EXTRACTED TEXT -
I invested in a pretty good air cooling system so I am able to overclock. If you are willing to learn how and are willing to become 100% competent, then getting a cheaper processor and overclocking can save you some money. Then it comes down to which processor has the most future proof coding standards, and which run cooler.

***Warning*** don't do this if you don't have a good cooling system and are unwilling to learn about the exact specifications of your motherboards, ram and processor. Overclocking takes research!

Also Shop around for the components. Both in store and online. Online can be better, but you can be surprised with sales in-store. (My case is nice and big with plenty of airflow and lots of fans. It was on sale for between 30 and 40 euro).


Specs:
My PSU is 700W. I paid 100 euro. I could have gotten one for 40 euro. Don't go for a very cheap one.

My motherboards is from Gigabyte (GA-EP45C-DS3R). I maybe spent a little more for this than I could of, but I wanted the option of getting DDR3 ram later. There are not so many boards that support DDR2 and DDR3.

WHAT IS REQUIRED - Carry on the write-up about building and overclocking a PC, picking up after its last sentence. The records that follow are not needed for this work.

LISTING -
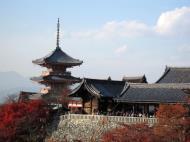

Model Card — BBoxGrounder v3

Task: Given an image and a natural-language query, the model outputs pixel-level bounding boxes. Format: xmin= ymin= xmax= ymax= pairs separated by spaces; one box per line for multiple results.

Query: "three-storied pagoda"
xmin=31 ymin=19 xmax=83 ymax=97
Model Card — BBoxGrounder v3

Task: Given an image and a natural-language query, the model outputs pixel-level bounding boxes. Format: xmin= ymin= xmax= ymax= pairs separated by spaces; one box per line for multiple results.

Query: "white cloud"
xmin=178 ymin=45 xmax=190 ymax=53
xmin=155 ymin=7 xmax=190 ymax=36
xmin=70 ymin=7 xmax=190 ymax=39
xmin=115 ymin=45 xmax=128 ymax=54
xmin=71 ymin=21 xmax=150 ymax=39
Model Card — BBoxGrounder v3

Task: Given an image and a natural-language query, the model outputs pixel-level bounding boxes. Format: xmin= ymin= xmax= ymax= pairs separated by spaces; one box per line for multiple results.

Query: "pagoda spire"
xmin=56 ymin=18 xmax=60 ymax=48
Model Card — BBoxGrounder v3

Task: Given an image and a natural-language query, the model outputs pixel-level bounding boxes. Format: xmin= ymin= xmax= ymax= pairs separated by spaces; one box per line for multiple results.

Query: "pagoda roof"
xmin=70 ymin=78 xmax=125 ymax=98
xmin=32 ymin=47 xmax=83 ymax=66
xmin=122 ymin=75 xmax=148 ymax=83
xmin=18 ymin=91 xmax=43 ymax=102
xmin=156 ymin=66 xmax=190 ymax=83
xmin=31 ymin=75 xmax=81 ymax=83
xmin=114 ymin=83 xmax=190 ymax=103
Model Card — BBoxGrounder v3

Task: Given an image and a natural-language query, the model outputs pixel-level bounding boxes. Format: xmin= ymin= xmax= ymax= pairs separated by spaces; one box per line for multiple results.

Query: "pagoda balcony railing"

---

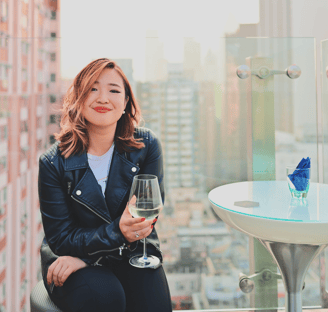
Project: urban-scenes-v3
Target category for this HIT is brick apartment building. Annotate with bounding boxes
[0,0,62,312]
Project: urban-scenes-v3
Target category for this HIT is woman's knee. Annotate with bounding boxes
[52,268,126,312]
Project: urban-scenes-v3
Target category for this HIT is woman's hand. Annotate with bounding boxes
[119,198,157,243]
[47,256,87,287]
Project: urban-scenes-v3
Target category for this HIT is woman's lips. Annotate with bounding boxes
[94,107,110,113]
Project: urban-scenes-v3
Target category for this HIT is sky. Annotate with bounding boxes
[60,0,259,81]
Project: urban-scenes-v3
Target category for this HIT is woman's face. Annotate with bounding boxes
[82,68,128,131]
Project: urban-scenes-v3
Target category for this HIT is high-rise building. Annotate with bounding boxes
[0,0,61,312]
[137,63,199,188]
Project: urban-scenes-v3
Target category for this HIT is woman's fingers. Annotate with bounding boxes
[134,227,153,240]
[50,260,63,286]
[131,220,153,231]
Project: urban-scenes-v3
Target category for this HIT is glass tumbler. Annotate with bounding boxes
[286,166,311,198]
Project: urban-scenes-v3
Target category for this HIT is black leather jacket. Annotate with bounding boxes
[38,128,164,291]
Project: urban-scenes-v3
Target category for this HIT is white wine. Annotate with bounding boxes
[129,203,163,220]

FINAL RESULT -
I have a Q9300 overclocked from 2.5Ghz to 3.5Ghz. I cannot remember the price, but this was the most expensive individual component. It was over 200 euro at Xmas (I got some components then).

2 ATI Sapphire 4870 2GB cards in crossfire (And slightly OC'd) (because I could get them cheap ^^ Don't go for insanely expensive cards when you can get high performance from a cheaper card). I paid 150 euro each. I had budgeted more for the graphics card that I needed anyway.

1Tb HD. Honestly HDs have gotten much cheaper over the years. I paid 100 euro. 1TB should be fine for anyone.

I have 4Gb DDR2 Ram @ 800Mhz. This wasn't expensive either. total of 60 euro back at Xmas.

Also I paid 30 euro for the DVD-RW drive.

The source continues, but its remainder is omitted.